Analyze Airline On-time Performance Dataset
In this document, we will walk through the data exploration of Airline on-time performance dataset with Apache Pig as our exploring tool. We will analyze 8 years of flight data to answer the following 3 analytic questions.
- Find the maximal delays (you should consider both ArrDelay and DepDelay) for each month of 2008.
- How many flights were delayed caused by weather between 2000 ~ 2005? Please show the counting for each year.
- List Top 5 airports which occur delays most in 2007. (Please show the IATA airport code)
I. Analytic Tool
Apache Pig
is a platform for analyzing large data sets that consists of a high-level language for expressing data analysis programs, coupled with infrastructure for evaluating these programs. The salient property of Pig programs is that their structure is amenable to substantial parallelization, which in turns enables them to handle very large data sets.

- **Goal 1**:
Reproduce the airline delay walkthrough between "- How many flights" and "large data sets.", inclusive.
- **Goal 2**:
How many years of flight data does the airline delay walkthrough analyze?
- **Goal 3**:
Carry on the airline delay walkthrough after its final sentence.
The entries come from a different source than the airline delay walkthrough.

- **Supplied information**:
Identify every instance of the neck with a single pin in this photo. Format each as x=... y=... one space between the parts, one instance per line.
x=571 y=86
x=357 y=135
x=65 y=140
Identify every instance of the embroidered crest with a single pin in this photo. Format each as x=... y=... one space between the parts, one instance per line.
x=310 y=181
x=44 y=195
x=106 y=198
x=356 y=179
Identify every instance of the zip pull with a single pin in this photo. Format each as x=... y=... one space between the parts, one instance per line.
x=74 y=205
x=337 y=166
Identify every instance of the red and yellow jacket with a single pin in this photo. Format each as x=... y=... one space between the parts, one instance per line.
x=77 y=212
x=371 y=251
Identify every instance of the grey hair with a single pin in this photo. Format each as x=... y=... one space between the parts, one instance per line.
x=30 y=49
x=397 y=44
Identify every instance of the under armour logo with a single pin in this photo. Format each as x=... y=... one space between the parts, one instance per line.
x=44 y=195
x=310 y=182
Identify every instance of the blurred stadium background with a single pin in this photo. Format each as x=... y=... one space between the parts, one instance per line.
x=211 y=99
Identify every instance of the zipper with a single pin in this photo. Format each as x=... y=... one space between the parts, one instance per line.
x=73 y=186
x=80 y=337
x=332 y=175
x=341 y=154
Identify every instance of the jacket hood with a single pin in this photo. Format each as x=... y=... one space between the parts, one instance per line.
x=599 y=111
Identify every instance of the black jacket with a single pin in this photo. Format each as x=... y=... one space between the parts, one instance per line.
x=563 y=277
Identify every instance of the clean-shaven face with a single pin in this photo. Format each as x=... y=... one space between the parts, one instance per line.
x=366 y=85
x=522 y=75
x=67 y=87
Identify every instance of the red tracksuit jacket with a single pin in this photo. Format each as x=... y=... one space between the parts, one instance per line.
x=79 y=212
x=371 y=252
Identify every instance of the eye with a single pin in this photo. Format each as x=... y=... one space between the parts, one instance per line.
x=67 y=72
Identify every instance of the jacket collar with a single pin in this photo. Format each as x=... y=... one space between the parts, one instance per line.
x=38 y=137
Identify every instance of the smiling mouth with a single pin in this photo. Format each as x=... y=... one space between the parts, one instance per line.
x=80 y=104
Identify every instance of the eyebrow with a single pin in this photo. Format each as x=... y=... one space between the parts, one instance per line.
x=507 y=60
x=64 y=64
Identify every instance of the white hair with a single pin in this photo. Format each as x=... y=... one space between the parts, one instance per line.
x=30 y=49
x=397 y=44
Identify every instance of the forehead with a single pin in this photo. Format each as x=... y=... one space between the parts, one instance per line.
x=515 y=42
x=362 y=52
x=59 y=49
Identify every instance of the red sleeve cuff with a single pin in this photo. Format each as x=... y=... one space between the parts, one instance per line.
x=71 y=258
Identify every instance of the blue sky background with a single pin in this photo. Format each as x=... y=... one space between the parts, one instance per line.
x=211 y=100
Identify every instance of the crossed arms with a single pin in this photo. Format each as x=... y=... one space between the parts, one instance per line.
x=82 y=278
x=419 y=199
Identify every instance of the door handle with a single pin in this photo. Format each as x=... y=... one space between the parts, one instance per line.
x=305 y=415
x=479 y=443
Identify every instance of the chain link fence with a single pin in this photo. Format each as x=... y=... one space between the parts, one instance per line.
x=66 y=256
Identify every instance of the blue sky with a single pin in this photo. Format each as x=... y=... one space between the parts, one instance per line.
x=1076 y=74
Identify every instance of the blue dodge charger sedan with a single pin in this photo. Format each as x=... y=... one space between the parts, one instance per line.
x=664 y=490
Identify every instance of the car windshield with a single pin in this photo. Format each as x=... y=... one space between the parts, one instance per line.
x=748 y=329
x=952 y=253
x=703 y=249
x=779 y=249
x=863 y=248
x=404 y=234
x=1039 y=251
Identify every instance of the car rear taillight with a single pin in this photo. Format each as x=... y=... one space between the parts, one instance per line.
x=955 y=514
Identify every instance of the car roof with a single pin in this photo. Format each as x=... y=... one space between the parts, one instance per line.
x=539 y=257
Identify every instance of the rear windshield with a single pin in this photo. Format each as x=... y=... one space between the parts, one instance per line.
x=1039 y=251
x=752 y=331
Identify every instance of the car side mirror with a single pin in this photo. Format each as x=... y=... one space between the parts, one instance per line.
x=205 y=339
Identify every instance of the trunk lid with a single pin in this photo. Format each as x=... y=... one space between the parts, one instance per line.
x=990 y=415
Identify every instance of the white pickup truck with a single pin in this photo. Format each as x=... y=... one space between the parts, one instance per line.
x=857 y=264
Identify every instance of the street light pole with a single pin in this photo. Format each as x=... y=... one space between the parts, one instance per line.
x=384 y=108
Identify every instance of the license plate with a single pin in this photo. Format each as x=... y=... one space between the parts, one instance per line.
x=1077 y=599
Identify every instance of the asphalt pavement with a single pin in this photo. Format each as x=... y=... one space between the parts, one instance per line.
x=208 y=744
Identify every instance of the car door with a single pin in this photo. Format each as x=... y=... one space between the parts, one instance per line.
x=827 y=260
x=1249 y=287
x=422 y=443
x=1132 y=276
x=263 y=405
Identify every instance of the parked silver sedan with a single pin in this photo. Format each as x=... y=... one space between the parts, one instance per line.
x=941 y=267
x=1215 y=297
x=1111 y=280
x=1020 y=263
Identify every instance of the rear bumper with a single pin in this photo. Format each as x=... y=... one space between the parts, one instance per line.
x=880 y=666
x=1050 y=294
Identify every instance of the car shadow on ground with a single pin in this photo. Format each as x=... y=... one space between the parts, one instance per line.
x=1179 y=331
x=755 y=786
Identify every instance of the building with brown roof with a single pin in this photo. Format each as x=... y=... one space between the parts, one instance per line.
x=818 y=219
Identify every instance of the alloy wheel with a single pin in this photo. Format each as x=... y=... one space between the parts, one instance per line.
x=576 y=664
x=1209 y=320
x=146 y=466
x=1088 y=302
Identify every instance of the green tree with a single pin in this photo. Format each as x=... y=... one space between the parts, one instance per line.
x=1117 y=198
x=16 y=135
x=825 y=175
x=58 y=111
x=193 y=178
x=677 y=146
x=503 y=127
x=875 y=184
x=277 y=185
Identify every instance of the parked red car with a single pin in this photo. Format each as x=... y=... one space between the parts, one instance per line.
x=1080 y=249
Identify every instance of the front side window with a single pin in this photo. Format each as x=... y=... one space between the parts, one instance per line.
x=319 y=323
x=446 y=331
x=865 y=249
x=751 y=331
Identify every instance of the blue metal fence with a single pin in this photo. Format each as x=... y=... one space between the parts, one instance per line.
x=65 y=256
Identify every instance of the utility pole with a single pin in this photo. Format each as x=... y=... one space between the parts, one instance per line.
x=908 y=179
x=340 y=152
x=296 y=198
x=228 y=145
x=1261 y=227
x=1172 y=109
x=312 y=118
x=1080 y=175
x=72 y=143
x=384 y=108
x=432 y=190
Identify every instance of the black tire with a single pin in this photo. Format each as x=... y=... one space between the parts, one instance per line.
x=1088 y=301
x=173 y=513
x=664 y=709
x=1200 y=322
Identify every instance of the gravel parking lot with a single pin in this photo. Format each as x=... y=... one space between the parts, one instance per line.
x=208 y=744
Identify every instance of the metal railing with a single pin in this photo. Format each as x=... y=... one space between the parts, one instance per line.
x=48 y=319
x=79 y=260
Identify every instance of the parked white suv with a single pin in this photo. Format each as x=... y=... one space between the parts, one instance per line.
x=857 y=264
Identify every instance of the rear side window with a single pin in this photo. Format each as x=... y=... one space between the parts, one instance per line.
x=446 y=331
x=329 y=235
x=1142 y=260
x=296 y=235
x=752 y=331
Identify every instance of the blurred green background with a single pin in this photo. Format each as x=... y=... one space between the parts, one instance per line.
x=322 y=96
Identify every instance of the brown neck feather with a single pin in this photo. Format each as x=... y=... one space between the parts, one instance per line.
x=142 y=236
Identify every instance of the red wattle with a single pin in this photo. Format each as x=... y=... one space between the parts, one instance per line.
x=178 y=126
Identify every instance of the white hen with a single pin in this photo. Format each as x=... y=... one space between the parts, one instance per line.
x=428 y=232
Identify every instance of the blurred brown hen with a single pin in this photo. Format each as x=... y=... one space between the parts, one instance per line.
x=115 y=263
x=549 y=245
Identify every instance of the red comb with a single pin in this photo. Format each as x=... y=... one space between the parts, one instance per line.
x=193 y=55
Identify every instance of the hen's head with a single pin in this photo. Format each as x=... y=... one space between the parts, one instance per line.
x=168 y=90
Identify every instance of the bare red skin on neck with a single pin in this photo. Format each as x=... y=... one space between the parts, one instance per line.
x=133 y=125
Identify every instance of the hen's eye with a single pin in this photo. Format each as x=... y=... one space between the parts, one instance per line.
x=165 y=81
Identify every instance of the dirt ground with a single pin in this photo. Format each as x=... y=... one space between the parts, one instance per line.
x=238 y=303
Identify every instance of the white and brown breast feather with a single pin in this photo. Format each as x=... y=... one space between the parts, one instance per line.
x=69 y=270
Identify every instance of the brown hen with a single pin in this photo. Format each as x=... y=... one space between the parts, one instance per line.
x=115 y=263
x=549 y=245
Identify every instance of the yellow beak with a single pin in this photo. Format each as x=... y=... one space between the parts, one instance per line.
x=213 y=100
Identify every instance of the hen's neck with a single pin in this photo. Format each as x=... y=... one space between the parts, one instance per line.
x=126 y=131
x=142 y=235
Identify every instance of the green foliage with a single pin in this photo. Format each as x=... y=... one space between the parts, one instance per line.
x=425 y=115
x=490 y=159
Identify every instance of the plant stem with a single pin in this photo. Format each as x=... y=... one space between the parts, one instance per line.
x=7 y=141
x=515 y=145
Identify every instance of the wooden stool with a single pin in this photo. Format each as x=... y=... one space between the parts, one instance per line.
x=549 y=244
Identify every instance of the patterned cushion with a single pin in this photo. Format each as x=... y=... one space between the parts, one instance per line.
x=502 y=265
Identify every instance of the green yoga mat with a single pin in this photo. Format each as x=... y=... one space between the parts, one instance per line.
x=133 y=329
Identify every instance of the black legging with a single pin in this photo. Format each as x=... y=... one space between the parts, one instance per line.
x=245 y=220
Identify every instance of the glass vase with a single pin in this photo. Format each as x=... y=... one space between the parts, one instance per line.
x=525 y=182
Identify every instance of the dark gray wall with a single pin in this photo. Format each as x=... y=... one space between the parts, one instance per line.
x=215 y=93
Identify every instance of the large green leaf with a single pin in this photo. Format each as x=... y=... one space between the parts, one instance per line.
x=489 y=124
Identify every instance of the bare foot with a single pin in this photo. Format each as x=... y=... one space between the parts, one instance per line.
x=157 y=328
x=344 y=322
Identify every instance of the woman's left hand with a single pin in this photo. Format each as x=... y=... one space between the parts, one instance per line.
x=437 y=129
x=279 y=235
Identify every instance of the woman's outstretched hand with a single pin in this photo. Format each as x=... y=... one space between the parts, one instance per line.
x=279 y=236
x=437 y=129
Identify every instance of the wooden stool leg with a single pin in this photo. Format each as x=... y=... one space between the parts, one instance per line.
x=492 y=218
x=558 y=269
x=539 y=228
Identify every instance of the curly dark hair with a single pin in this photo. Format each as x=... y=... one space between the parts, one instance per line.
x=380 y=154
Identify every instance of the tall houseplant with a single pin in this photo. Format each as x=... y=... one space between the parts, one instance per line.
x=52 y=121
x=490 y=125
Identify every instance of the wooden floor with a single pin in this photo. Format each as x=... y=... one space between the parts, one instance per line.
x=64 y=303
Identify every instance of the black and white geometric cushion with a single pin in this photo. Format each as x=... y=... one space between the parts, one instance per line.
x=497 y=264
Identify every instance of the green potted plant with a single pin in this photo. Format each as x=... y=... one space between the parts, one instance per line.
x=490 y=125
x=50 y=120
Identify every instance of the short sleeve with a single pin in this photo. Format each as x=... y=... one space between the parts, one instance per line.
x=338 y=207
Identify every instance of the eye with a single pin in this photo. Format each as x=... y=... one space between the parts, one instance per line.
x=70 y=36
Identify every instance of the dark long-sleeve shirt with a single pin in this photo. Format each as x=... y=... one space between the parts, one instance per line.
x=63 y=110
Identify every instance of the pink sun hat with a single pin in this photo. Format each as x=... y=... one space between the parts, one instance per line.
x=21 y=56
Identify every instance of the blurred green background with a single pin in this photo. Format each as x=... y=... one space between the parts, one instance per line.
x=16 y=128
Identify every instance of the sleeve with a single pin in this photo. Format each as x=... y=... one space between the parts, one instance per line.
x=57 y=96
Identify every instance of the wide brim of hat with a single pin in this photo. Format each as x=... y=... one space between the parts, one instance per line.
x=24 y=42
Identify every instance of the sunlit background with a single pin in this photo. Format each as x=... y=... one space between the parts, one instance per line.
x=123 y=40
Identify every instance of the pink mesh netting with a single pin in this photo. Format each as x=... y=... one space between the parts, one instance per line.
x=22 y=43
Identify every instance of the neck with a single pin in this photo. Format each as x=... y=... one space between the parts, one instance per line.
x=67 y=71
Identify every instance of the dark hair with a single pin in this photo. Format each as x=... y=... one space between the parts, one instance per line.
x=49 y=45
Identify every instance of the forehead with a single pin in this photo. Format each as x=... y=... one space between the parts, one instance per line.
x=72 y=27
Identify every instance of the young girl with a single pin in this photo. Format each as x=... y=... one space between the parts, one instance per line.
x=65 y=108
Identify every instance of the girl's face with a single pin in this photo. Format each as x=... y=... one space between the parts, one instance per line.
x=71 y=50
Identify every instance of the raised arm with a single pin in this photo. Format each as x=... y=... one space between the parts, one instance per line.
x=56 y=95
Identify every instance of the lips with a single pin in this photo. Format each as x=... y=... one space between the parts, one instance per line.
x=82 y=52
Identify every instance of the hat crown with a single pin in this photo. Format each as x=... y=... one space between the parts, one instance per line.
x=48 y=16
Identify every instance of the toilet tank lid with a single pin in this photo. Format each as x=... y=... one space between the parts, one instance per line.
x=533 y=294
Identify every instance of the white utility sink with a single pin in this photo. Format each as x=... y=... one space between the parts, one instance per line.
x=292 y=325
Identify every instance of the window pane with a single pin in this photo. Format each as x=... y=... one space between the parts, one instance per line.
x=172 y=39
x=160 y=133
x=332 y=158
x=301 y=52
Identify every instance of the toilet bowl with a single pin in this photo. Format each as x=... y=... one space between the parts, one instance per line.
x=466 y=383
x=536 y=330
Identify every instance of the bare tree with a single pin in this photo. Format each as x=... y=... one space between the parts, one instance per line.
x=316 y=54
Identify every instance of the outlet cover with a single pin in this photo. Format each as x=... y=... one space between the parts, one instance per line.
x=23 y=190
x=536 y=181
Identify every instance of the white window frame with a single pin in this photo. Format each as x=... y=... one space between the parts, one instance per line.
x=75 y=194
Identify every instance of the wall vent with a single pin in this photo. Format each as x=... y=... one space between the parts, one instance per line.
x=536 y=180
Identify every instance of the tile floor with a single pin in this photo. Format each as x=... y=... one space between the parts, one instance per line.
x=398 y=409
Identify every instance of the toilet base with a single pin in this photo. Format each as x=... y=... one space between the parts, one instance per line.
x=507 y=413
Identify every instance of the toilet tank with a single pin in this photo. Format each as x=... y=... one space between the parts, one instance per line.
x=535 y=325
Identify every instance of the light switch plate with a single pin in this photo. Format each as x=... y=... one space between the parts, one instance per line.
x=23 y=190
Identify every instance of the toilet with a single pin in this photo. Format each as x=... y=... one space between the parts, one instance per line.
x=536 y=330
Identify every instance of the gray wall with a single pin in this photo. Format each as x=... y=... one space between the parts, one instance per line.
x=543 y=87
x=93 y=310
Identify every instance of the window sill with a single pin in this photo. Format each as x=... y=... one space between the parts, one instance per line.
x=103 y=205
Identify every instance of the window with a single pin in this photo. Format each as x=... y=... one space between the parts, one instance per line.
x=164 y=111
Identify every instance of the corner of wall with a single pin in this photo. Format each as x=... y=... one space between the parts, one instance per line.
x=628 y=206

- **Task response 1**:
- How many flights were delayed caused by weather between 2000 ~ 2005? Please show the counting for each year.
- List Top 5 airports which occur delays most in 2007. (Please show the IATA airport code)
I. Analytic Tool
Apache Pig
is a platform for analyzing large data sets that consists of a high-level language for expressing data analysis programs, coupled with infrastructure for evaluating these programs. The salient property of Pig programs is that their structure is amenable to substantial parallelization, which in turns enables them to handle very large data sets.

- **Task response 2**:
It analyzes eight years of flight data.

- **Task response 3**:
Here are some useful websites:
Simply saying, the data model of Pig Latin
is fully nested and it allows complex non-atomic datatypes such as map and tuple.
- A field is a piece of data.
- A tuple is a record formed by an ordered set of fields, which can be of any type.
- A tuple is similar to a row in a table of RDBMS.
- Example −
(Raja, 30)
- A bag is an unordered set of tuples. In other words, a collection of tuples (non-unique) is known as a bag. Each tuple can have any number of fields (flexible schema).
- A bag is similar to a table in RDBMS, but it is not necessary that every tuple contain the same schema.
- Example −
{(Raja, 30), (Mohammad, 45)}
- A map (or data map) is a set of key-value pairs. The key needs to be of type chararray and should be unique. The value might be of any type.
- Example −
[name#Raja, age#30]
- Example −
Note that a Relation is the outermost structure of the Pig Latin data model, which is also a bag where inner bags are allowed. Except LOAD
and STORE
, while performing all other operations, Pig Latin statements take a relation as input and produce another relation as output.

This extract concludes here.